Exercise task: Please list every line in the rows below that contains the word "path", copying each one in full. Case counts.

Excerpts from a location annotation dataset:
○ ○ ○

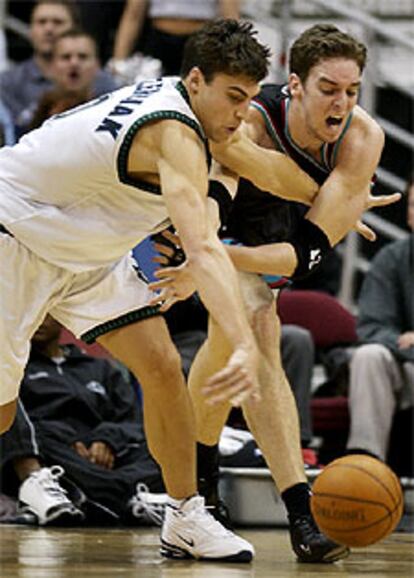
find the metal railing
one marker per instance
(374, 29)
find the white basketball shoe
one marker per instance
(190, 531)
(42, 495)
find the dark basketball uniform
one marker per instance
(258, 217)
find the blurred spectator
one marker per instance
(3, 53)
(170, 24)
(75, 67)
(22, 86)
(382, 367)
(7, 136)
(77, 416)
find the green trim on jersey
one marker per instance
(130, 135)
(126, 319)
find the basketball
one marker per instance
(357, 500)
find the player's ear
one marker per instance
(195, 79)
(295, 84)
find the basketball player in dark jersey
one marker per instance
(315, 120)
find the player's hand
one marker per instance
(381, 200)
(81, 450)
(237, 381)
(175, 284)
(169, 249)
(365, 231)
(102, 455)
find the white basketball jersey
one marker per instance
(64, 188)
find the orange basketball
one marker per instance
(357, 500)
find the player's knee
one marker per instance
(162, 373)
(371, 354)
(7, 415)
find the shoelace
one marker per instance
(155, 511)
(201, 516)
(49, 481)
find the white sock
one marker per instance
(176, 504)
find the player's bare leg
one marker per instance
(145, 347)
(189, 531)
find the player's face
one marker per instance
(222, 104)
(410, 208)
(328, 96)
(48, 331)
(75, 63)
(48, 22)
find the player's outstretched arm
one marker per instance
(184, 182)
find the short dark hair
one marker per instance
(226, 46)
(320, 42)
(71, 7)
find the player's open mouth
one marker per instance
(334, 120)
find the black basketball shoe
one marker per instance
(310, 545)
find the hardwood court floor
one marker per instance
(105, 553)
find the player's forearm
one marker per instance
(272, 259)
(229, 8)
(269, 170)
(129, 30)
(336, 211)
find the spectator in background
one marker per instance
(7, 136)
(3, 52)
(171, 23)
(382, 367)
(75, 66)
(22, 86)
(76, 416)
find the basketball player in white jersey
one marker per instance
(315, 120)
(79, 192)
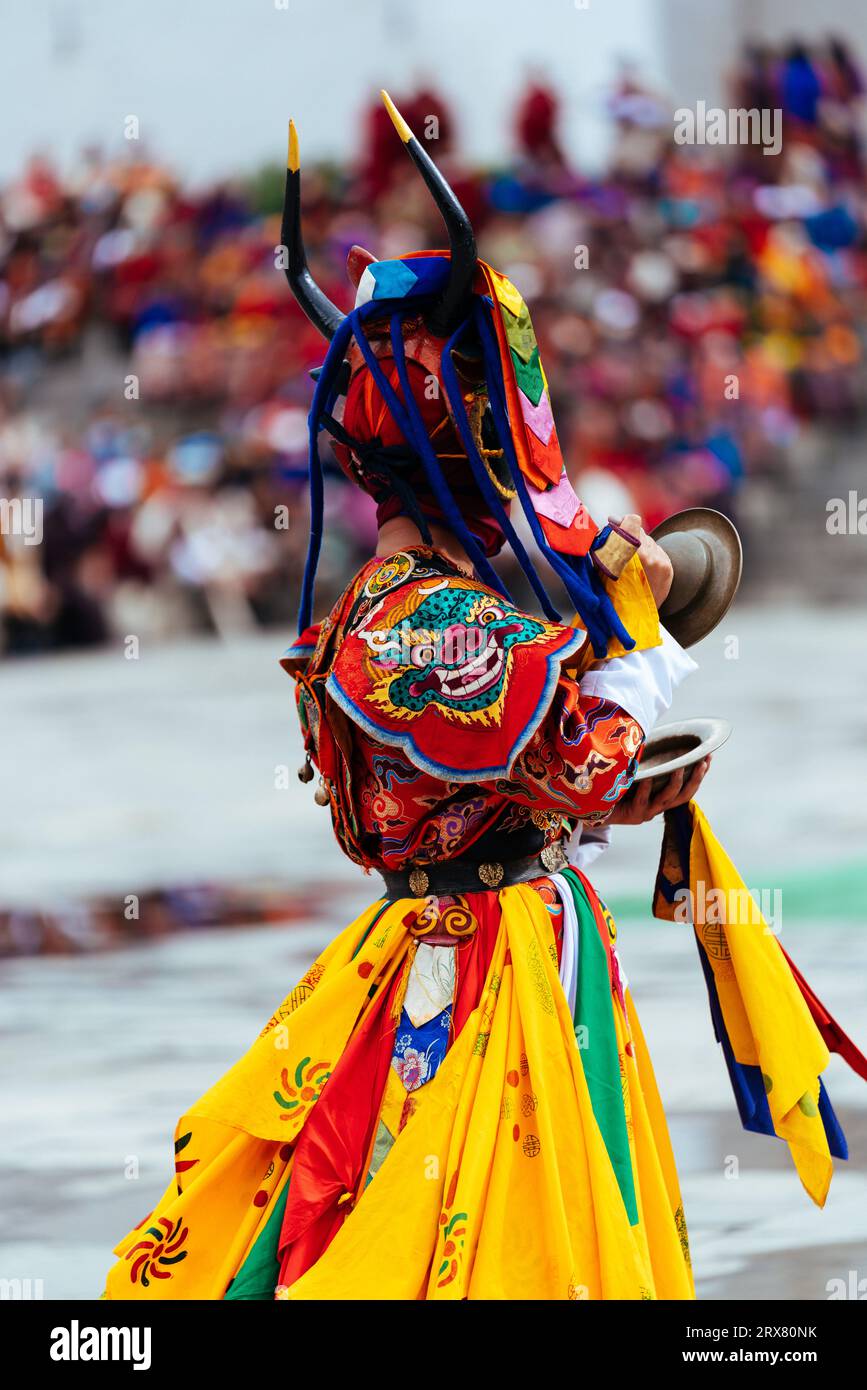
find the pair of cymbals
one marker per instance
(707, 559)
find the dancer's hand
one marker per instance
(642, 802)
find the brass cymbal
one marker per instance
(680, 745)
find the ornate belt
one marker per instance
(461, 876)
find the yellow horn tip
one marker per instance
(403, 131)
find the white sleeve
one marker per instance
(642, 683)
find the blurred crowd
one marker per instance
(698, 306)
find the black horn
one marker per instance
(320, 310)
(452, 306)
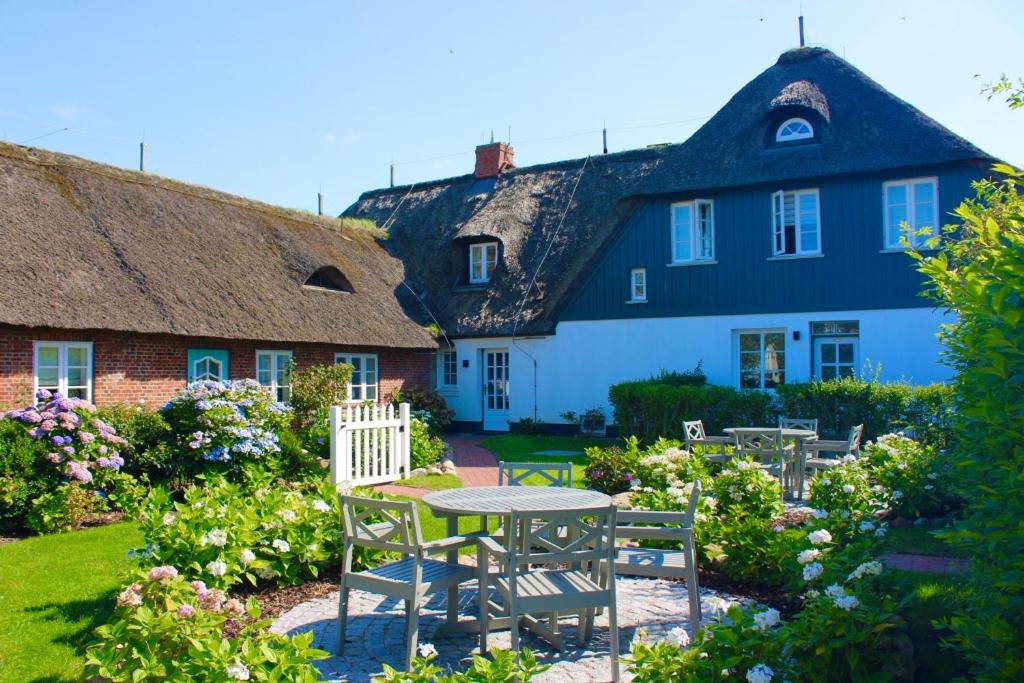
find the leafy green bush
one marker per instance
(24, 474)
(225, 534)
(612, 470)
(146, 433)
(649, 409)
(843, 402)
(500, 668)
(166, 629)
(223, 426)
(424, 449)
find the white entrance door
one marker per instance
(835, 356)
(496, 389)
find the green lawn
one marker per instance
(54, 590)
(522, 449)
(431, 481)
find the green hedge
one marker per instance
(649, 409)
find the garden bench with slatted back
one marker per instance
(678, 563)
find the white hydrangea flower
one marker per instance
(760, 674)
(819, 537)
(217, 568)
(678, 637)
(766, 620)
(847, 602)
(808, 555)
(813, 570)
(238, 672)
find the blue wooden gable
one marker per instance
(853, 272)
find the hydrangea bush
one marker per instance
(227, 424)
(167, 629)
(225, 534)
(75, 468)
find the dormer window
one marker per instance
(329, 279)
(795, 129)
(482, 261)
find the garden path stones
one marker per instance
(376, 631)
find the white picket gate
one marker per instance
(369, 443)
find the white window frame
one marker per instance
(62, 348)
(479, 251)
(696, 254)
(638, 285)
(442, 374)
(282, 392)
(738, 355)
(911, 208)
(791, 137)
(778, 211)
(363, 384)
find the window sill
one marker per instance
(794, 257)
(678, 264)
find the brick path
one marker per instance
(476, 467)
(376, 631)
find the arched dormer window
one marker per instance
(794, 129)
(329, 279)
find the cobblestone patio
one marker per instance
(376, 631)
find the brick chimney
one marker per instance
(493, 159)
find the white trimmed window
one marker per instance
(692, 231)
(795, 129)
(273, 369)
(482, 261)
(909, 206)
(64, 367)
(762, 358)
(796, 223)
(364, 383)
(638, 285)
(448, 370)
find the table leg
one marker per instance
(452, 523)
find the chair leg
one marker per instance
(613, 638)
(412, 631)
(339, 647)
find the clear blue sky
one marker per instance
(274, 100)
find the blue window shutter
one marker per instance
(217, 354)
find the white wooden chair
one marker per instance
(799, 423)
(693, 434)
(677, 526)
(555, 474)
(578, 578)
(851, 446)
(770, 450)
(394, 526)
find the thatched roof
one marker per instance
(860, 128)
(88, 246)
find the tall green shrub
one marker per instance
(978, 274)
(650, 409)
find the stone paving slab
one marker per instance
(376, 631)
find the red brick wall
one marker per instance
(128, 368)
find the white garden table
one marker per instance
(799, 436)
(486, 502)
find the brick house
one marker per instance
(121, 287)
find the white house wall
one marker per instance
(576, 367)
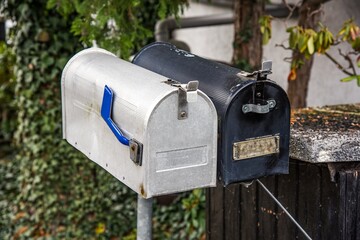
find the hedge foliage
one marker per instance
(48, 189)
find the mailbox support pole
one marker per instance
(144, 218)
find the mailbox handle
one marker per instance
(106, 108)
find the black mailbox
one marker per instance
(253, 111)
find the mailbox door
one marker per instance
(182, 153)
(256, 144)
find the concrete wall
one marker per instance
(325, 88)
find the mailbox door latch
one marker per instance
(187, 93)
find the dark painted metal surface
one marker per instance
(230, 92)
(2, 30)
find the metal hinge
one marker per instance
(187, 93)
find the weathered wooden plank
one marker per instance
(330, 200)
(215, 213)
(288, 196)
(309, 204)
(249, 212)
(267, 209)
(349, 187)
(232, 212)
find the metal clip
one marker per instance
(136, 151)
(260, 74)
(187, 93)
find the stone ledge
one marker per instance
(327, 134)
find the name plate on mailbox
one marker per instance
(256, 147)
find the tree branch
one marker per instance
(347, 58)
(338, 65)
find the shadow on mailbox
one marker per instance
(253, 111)
(154, 135)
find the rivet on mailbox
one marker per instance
(253, 111)
(131, 122)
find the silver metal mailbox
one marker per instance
(153, 134)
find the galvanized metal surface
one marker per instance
(144, 219)
(178, 155)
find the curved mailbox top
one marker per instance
(253, 112)
(155, 136)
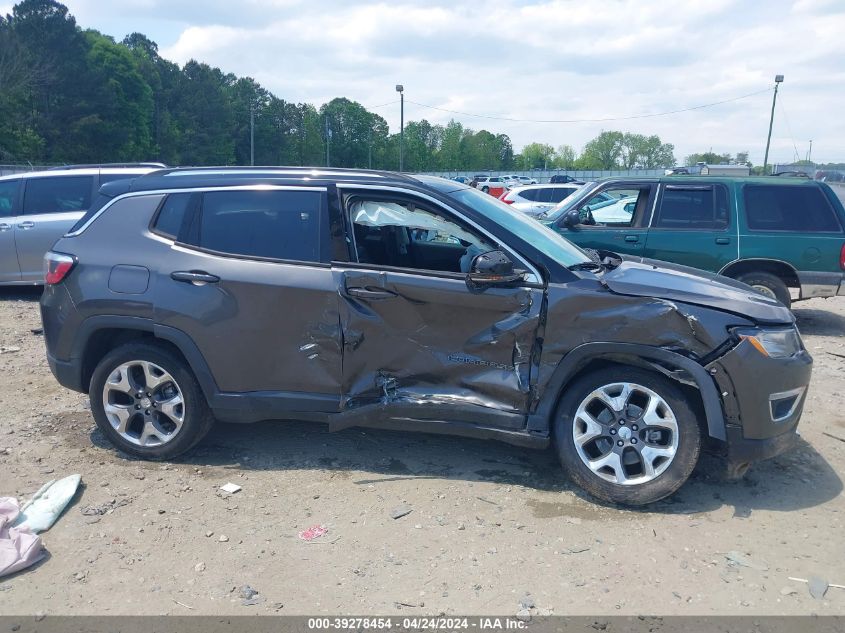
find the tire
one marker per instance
(767, 284)
(672, 454)
(168, 419)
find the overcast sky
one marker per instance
(531, 60)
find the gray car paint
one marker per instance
(276, 339)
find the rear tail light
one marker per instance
(57, 266)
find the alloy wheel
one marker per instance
(625, 433)
(143, 403)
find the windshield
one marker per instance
(531, 231)
(570, 201)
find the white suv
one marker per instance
(38, 207)
(537, 199)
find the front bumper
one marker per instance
(821, 284)
(763, 399)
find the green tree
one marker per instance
(114, 118)
(710, 158)
(537, 156)
(647, 152)
(565, 157)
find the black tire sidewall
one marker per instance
(689, 438)
(772, 282)
(197, 420)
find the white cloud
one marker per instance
(532, 60)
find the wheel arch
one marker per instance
(101, 334)
(784, 271)
(691, 376)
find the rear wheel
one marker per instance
(627, 435)
(147, 402)
(767, 284)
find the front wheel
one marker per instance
(627, 435)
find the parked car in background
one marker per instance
(774, 234)
(535, 200)
(494, 185)
(37, 208)
(374, 299)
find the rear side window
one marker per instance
(265, 224)
(62, 194)
(169, 220)
(697, 208)
(8, 196)
(803, 209)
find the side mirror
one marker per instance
(572, 218)
(493, 268)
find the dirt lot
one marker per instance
(491, 526)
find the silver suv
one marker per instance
(37, 208)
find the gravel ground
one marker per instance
(491, 528)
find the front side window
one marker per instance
(615, 206)
(404, 235)
(694, 207)
(802, 209)
(60, 194)
(281, 225)
(8, 196)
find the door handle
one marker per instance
(196, 277)
(367, 293)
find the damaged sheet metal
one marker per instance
(426, 340)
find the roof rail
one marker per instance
(107, 165)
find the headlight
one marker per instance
(774, 343)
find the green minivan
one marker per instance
(772, 233)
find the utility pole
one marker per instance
(252, 133)
(328, 140)
(778, 81)
(401, 90)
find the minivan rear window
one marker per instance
(8, 196)
(58, 194)
(802, 209)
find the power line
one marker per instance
(601, 120)
(381, 105)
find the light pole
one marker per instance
(401, 90)
(328, 140)
(252, 133)
(778, 80)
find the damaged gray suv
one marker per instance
(363, 298)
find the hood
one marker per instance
(651, 278)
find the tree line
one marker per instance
(73, 95)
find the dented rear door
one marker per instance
(425, 346)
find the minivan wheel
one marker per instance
(767, 284)
(626, 435)
(147, 402)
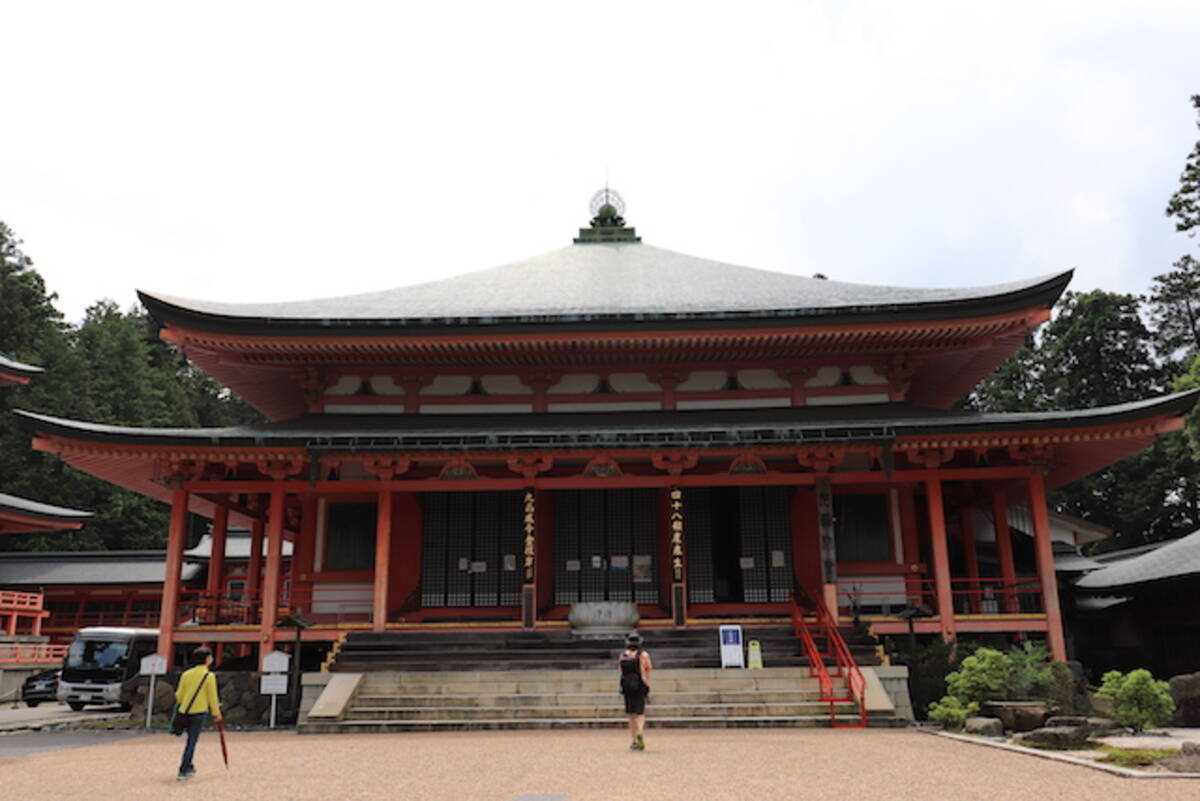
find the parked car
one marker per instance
(40, 686)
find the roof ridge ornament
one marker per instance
(607, 224)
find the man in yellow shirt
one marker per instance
(197, 697)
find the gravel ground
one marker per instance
(678, 765)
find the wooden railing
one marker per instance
(30, 652)
(15, 606)
(844, 666)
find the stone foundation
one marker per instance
(241, 704)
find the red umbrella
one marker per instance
(225, 750)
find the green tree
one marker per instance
(112, 368)
(1138, 699)
(1185, 204)
(1175, 312)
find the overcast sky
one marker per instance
(258, 151)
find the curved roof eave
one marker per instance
(39, 510)
(852, 423)
(18, 368)
(1175, 559)
(606, 285)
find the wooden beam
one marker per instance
(1044, 549)
(271, 582)
(177, 533)
(941, 556)
(623, 481)
(1005, 548)
(383, 560)
(216, 558)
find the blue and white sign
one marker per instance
(732, 655)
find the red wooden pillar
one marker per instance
(970, 554)
(1005, 549)
(676, 529)
(177, 533)
(216, 560)
(910, 537)
(941, 556)
(1047, 574)
(303, 550)
(528, 558)
(255, 565)
(271, 578)
(383, 560)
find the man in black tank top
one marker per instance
(635, 685)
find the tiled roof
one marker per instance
(1176, 558)
(600, 281)
(36, 568)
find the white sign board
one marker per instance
(153, 666)
(731, 646)
(276, 662)
(274, 684)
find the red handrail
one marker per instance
(25, 652)
(844, 662)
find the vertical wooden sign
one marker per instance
(677, 534)
(531, 528)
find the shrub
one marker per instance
(984, 675)
(952, 712)
(1031, 675)
(1138, 699)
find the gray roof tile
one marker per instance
(603, 281)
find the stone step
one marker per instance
(808, 721)
(605, 685)
(589, 712)
(581, 699)
(605, 674)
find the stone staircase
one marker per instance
(579, 698)
(557, 650)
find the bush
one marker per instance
(1138, 699)
(984, 675)
(1031, 675)
(952, 712)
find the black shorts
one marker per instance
(635, 703)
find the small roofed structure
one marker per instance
(13, 372)
(1144, 612)
(23, 516)
(613, 421)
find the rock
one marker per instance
(1018, 716)
(1103, 726)
(984, 727)
(1095, 726)
(1186, 692)
(1187, 764)
(1062, 738)
(1055, 721)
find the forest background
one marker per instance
(1099, 349)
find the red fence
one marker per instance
(15, 606)
(30, 652)
(844, 664)
(328, 606)
(888, 594)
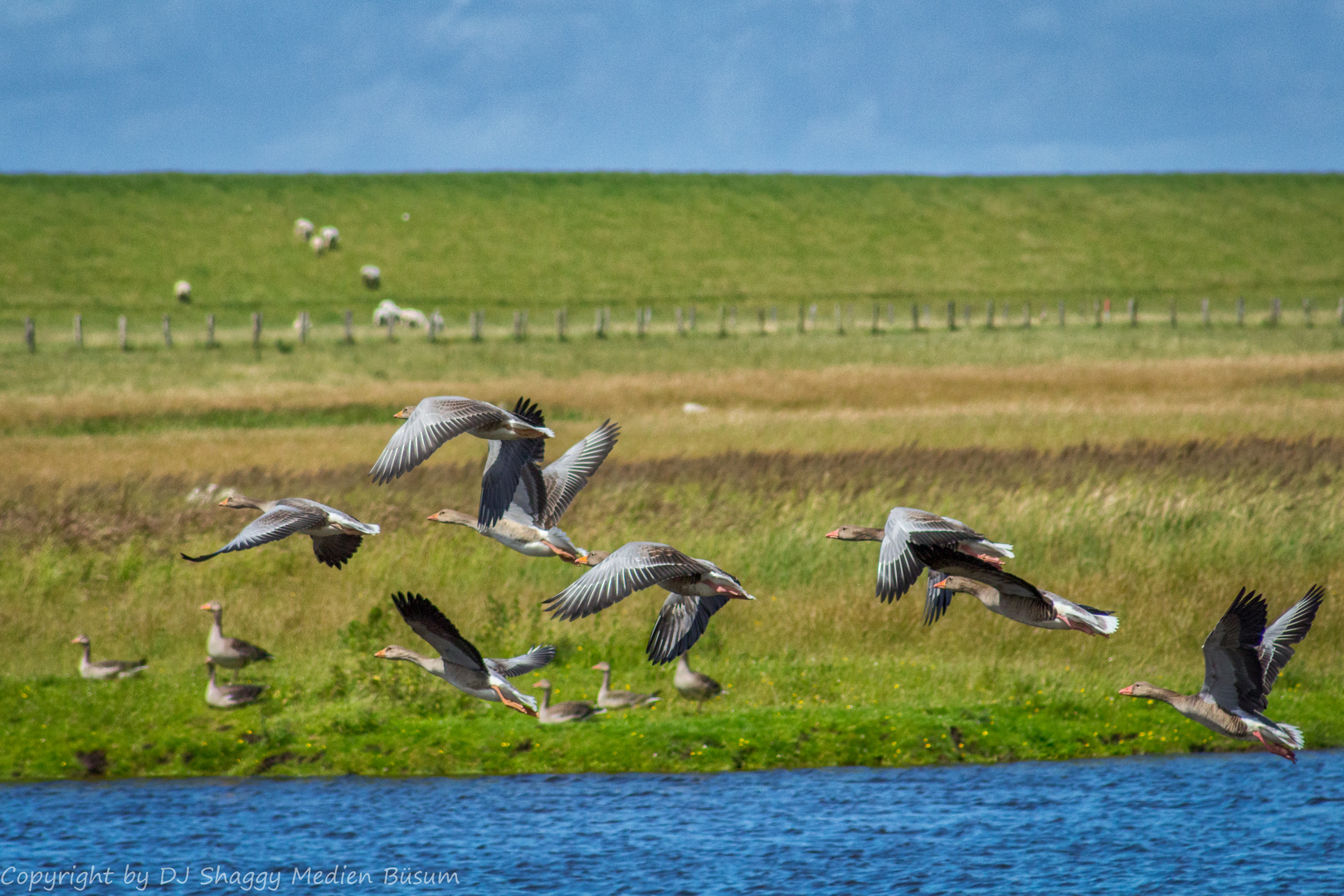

○ ○ ○

Final result:
find the garden path stones
find the brick path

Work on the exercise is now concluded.